**ACTIVITY**
Exactly as given, restate each record that follows.
RECORDS SHOWN Start Marker
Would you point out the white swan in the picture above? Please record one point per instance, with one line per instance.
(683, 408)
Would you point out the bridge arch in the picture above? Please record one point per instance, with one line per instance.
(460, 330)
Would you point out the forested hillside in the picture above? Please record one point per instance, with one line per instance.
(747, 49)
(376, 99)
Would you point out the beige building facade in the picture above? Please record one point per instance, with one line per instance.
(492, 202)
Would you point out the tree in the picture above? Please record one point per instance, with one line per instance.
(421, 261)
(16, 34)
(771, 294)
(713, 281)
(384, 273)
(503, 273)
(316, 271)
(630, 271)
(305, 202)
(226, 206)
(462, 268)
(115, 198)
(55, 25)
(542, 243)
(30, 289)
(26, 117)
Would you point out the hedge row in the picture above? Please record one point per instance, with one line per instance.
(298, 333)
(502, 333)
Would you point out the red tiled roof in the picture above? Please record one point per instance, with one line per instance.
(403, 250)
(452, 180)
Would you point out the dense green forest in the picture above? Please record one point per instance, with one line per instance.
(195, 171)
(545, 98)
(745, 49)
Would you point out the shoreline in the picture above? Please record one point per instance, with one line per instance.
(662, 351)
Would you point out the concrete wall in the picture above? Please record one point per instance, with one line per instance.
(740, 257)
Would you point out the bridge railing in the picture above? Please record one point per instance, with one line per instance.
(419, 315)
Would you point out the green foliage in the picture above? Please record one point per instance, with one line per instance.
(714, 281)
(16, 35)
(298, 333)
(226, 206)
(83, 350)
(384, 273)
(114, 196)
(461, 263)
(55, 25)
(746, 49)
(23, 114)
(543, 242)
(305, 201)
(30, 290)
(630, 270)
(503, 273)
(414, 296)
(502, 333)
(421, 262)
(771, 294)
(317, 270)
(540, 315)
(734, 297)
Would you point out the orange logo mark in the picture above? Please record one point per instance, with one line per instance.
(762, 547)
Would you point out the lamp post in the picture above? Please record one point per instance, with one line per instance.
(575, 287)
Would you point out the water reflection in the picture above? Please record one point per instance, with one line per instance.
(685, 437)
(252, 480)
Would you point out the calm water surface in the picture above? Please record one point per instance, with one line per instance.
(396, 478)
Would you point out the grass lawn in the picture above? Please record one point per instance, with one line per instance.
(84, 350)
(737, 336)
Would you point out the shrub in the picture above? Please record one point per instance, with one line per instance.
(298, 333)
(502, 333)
RECORDS SHOWN End Marker
**WRITTEN ANSWER**
Would you point out the white swan in the picture above? Please record one point per instance, with one line per instance.
(683, 408)
Would you point out the bridge arch in the picture above? Please record one point per instance, with one line per instance.
(460, 330)
Would you point out the forested hillside in the picture above? Please record one point per instance, with one line per instance.
(747, 49)
(376, 99)
Would you point out the beige building facade in the picture above? Please record one point per instance, with one line per instance.
(492, 202)
Would you point out the tree in the picture above? Please record one point per instance, with one line per instance.
(421, 261)
(16, 34)
(771, 294)
(713, 281)
(384, 273)
(503, 273)
(316, 271)
(630, 271)
(305, 202)
(226, 206)
(462, 268)
(115, 198)
(55, 25)
(542, 243)
(30, 289)
(26, 117)
Would you point out the hedge row in the picture above? Please record one point per instance, with one line per instance.
(298, 333)
(502, 333)
Would you point out the red tiled roof in the picture above? Please record one point per instance, with one line per instance.
(403, 250)
(452, 180)
Would you point out the dense green forest in the picture above? Please record one point per instance, with one line per instance.
(195, 171)
(545, 98)
(745, 49)
Would you point out the shoreline in the picture above? Please record one point per instance, with one line per instance.
(662, 351)
Would you point out the concrete wall in the picture above? Please record one point per instance, with one line per instance.
(740, 257)
Would you point out the bridge railing in the picture above? Please record one point per instance, with one line per instance.
(419, 315)
Would you point out the green foliage in the picture above? Please record one point per instance, with one line per instance.
(714, 281)
(16, 35)
(298, 333)
(226, 206)
(83, 350)
(384, 273)
(114, 196)
(461, 263)
(55, 25)
(746, 49)
(23, 114)
(543, 242)
(305, 201)
(30, 290)
(630, 270)
(503, 273)
(414, 296)
(502, 333)
(421, 262)
(771, 294)
(317, 270)
(540, 315)
(734, 297)
Would you point out the orange logo mark in the picture above? Please record one point per instance, with one line per instance.
(762, 547)
Would you point out the lamp post in the picture above? Please record one point per instance, with one line per instance.
(575, 287)
Would you point out the water reflection in the picture above? Please record one point per instance, with one line per instance.
(685, 437)
(252, 480)
Would you point out the calm water surface in the picture above? Please record one point per instance, with one line per instance.
(396, 478)
Would you point out the grass lawn in the picture above? Please record one point per instance, with one line per instance.
(84, 350)
(737, 336)
Would you point out the shrub in the picture above? Please record one point per instance, with one line per instance.
(298, 333)
(502, 333)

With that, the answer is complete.